— start Exercise input —

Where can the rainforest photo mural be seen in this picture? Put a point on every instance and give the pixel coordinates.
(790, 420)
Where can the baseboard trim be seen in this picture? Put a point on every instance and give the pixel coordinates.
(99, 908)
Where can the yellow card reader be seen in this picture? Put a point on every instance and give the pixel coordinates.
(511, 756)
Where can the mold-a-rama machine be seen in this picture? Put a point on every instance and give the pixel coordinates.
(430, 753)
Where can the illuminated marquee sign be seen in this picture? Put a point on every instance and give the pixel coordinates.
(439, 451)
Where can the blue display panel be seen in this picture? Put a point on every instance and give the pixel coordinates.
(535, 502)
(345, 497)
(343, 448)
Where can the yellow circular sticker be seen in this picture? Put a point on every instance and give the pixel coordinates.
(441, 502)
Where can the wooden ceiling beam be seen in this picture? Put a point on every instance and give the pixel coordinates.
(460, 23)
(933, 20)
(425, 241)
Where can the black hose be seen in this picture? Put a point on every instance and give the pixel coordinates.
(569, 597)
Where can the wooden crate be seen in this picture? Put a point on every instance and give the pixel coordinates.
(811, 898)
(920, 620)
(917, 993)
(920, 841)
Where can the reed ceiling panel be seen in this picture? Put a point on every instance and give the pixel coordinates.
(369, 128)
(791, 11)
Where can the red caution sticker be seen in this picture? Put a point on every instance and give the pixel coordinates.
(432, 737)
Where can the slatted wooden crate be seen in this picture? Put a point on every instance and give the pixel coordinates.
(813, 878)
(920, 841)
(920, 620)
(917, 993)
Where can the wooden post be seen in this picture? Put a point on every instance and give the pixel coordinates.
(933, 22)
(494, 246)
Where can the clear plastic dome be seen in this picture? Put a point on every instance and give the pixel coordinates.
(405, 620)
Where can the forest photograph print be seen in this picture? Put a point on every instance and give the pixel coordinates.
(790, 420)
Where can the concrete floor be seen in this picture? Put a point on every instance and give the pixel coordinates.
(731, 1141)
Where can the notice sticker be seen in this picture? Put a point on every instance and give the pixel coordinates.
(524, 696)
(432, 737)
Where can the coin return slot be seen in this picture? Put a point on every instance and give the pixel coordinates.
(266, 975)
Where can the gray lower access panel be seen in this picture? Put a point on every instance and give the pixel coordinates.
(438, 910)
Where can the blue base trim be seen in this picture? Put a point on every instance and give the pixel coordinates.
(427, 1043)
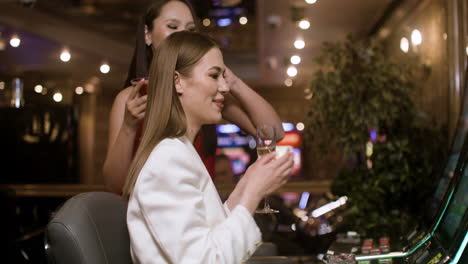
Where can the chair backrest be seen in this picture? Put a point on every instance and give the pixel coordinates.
(90, 228)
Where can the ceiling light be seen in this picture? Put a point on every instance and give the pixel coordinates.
(304, 24)
(206, 22)
(224, 22)
(243, 20)
(292, 71)
(38, 88)
(65, 55)
(295, 59)
(105, 68)
(416, 37)
(79, 90)
(300, 126)
(15, 41)
(2, 42)
(57, 97)
(299, 44)
(288, 82)
(404, 45)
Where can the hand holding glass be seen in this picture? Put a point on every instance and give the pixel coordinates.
(266, 143)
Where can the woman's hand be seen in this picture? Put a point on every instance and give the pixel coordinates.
(135, 106)
(268, 174)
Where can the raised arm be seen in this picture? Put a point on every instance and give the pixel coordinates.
(127, 112)
(247, 109)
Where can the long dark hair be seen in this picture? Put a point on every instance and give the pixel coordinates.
(143, 54)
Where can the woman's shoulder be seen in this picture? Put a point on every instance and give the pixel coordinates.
(169, 146)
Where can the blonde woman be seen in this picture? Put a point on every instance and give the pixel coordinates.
(244, 107)
(175, 214)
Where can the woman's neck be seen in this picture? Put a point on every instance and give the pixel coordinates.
(192, 131)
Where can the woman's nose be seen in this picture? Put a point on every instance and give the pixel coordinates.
(223, 86)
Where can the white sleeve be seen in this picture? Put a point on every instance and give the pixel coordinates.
(172, 205)
(226, 209)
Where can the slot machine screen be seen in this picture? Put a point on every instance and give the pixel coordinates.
(456, 211)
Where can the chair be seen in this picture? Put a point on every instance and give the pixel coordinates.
(269, 260)
(90, 228)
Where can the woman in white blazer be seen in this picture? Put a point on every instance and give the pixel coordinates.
(175, 214)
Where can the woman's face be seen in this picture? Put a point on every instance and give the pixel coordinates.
(175, 16)
(202, 93)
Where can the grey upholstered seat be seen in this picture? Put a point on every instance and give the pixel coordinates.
(89, 228)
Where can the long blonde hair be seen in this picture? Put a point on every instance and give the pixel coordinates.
(165, 117)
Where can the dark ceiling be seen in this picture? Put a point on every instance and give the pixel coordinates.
(103, 30)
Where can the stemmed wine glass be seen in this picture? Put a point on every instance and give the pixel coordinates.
(266, 143)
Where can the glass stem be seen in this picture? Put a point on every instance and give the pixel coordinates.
(266, 205)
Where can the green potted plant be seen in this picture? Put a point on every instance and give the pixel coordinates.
(362, 103)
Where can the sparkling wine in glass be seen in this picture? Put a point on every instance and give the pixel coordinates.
(266, 143)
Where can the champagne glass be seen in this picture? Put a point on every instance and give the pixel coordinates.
(266, 143)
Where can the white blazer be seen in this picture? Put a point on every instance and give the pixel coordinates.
(175, 214)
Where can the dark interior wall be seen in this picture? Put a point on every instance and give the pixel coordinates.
(429, 61)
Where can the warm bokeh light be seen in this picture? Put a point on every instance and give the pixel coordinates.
(243, 20)
(105, 68)
(206, 22)
(299, 44)
(57, 97)
(404, 44)
(38, 88)
(416, 37)
(304, 24)
(65, 55)
(288, 82)
(300, 126)
(292, 71)
(79, 90)
(295, 59)
(15, 41)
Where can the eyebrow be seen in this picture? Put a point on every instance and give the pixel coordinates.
(178, 21)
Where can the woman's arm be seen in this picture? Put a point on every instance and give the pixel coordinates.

— end Exercise input —

* **Directions for this task**
Put the data into a JSON list of strings, one string per line and no blank lines, starting at the line that contains "Where can the eyebrow" and ending at the final line of the data.

* **Solution to this task**
[
  "Where can the eyebrow be seen in this picture? Put a point on every instance and give the pixel coordinates.",
  "(178, 21)",
  "Where can the woman's arm be seen in this picture? Put a point on every instance and give the pixel coordinates."
]